#### Sobre la tarea:
Por favor, cambia "rough mask" por "coarse mask" en las líneas que van desde el comienzo del material hasta la que contiene "negative clicks: (184, 196)", ambas incluidas, y escríbelas de nuevo sin tocar nada más.

#### Entradas guardadas:
-=-=-=-=-

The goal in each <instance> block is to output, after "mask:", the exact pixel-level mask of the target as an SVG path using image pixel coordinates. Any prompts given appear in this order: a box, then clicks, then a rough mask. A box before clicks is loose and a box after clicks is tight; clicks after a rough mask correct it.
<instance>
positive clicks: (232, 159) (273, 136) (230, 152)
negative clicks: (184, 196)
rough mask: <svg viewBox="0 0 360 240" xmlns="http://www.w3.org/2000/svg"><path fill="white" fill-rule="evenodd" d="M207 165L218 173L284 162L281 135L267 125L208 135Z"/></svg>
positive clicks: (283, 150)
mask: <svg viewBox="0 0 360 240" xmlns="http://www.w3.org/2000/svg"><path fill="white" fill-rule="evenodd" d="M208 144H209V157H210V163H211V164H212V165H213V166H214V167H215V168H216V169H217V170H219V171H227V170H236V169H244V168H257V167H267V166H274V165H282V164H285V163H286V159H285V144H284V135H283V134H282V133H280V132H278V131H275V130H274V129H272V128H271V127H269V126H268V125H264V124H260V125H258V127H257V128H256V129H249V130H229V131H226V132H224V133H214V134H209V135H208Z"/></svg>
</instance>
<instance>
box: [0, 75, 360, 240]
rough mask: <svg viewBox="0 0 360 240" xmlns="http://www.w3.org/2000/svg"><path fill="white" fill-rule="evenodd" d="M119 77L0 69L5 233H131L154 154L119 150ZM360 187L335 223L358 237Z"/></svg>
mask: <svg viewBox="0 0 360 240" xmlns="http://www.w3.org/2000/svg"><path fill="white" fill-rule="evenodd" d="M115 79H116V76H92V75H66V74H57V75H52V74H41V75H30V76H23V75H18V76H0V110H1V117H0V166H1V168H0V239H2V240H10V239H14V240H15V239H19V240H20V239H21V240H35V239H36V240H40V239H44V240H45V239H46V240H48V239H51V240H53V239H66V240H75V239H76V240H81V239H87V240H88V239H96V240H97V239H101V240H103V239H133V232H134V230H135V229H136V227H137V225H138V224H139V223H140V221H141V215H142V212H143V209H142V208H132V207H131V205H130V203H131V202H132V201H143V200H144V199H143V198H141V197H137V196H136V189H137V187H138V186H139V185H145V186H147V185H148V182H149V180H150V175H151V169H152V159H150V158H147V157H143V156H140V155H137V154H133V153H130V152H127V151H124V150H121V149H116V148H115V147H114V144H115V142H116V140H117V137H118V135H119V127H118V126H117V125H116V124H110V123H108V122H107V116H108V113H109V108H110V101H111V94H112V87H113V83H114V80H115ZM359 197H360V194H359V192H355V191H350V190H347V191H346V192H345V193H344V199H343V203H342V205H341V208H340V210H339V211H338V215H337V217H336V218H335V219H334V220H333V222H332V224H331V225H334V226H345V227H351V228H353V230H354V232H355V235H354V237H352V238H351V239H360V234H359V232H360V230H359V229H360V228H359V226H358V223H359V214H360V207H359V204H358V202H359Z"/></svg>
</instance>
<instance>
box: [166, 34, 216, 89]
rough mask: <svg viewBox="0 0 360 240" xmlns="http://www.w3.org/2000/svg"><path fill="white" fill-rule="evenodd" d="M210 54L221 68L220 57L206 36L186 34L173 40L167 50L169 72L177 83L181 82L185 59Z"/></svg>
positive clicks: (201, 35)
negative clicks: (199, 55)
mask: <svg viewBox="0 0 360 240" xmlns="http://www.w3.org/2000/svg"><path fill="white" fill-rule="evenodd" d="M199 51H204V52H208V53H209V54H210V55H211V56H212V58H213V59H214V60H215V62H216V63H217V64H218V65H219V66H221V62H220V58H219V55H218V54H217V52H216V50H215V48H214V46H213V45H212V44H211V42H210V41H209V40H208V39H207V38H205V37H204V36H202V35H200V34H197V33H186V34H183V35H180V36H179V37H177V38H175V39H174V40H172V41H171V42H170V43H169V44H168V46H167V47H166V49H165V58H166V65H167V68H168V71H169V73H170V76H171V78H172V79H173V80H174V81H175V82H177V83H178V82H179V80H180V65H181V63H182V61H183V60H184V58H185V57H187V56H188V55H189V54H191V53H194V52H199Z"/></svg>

-=-=-=-=-

#### Solución propuesta:
The goal in each <instance> block is to output, after "mask:", the exact pixel-level mask of the target as an SVG path using image pixel coordinates. Any prompts given appear in this order: a box, then clicks, then a coarse mask. A box before clicks is loose and a box after clicks is tight; clicks after a coarse mask correct it.
<instance>
positive clicks: (232, 159) (273, 136) (230, 152)
negative clicks: (184, 196)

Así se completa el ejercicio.